:: EXERCISE PASSAGE ::
---------------

Artisanale has changed locations since I was last there two years ago. Qahawish has taken over a big old limestone house just outside of Guelph’s downtown. It’s elegant and casual in the way that great restaurants outside of big cites often are, and it reminds a bit of The French Laundry. Qahawish’s cuisine is classic French technique, rigorously applied, meets the absolute best, freshest ingredients he can find. A large part of his move to Guelph, after a successful early career in Toronto, was to be that much closer to the farmers whose foods he cooks. Our bean meal was an early sitting, right after the conference at 5 o’clock on a Wednesday night and by seven, I noticed his restaurant was full of happy looking diners.

---------------

:: TASK ITEM ::
Set down the entire restaurant passage word for word. The records that come next are drawn from a separate source and are unrelated to the restaurant passage.

:: DATA UNDER STUDY ::

---------------

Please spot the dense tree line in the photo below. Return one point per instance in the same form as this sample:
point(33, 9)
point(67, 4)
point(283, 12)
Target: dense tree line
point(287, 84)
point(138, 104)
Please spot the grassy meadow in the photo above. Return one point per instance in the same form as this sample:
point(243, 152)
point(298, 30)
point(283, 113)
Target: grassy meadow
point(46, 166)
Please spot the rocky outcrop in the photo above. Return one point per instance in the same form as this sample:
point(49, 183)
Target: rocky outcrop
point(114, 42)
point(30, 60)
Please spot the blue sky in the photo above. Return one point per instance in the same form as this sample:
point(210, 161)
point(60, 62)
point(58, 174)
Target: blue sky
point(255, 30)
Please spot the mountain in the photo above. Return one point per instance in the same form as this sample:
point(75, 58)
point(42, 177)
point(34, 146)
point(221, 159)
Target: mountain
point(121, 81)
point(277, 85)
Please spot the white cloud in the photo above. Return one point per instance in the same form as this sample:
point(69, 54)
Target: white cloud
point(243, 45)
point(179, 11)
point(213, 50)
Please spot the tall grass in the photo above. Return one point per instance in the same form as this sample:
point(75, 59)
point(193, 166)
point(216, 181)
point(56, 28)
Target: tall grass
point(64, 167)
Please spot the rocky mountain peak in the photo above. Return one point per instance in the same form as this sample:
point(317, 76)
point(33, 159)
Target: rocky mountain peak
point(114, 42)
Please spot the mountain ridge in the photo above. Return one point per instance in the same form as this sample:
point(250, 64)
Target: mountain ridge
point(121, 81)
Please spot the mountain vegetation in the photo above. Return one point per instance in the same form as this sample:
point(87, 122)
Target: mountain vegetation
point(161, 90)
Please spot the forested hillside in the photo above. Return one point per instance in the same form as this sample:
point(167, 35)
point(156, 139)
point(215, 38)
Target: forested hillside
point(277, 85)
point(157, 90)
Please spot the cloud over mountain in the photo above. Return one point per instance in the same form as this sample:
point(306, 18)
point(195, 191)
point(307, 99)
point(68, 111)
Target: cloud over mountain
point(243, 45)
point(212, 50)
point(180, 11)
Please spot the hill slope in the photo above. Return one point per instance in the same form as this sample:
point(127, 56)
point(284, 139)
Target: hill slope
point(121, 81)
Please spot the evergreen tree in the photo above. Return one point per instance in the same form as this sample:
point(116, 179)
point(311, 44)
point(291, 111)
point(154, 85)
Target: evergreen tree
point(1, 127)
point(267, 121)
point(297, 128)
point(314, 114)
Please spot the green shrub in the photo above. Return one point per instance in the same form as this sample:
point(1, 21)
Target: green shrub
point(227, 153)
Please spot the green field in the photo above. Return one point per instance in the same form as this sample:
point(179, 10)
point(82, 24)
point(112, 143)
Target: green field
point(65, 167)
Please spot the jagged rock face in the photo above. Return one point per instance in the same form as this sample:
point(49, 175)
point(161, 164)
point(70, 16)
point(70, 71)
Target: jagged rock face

---------------

:: RESPONSE TO THE TASK ::
Artisanale has changed locations since I was last there two years ago. Qahawish has taken over a big old limestone house just outside of Guelph’s downtown. It’s elegant and casual in the way that great restaurants outside of big cites often are, and it reminds a bit of The French Laundry. Qahawish’s cuisine is classic French technique, rigorously applied, meets the absolute best, freshest ingredients he can find. A large part of his move to Guelph, after a successful early career in Toronto, was to be that much closer to the farmers whose foods he cooks. Our bean meal was an early sitting, right after the conference at 5 o’clock on a Wednesday night and by seven, I noticed his restaurant was full of happy looking diners.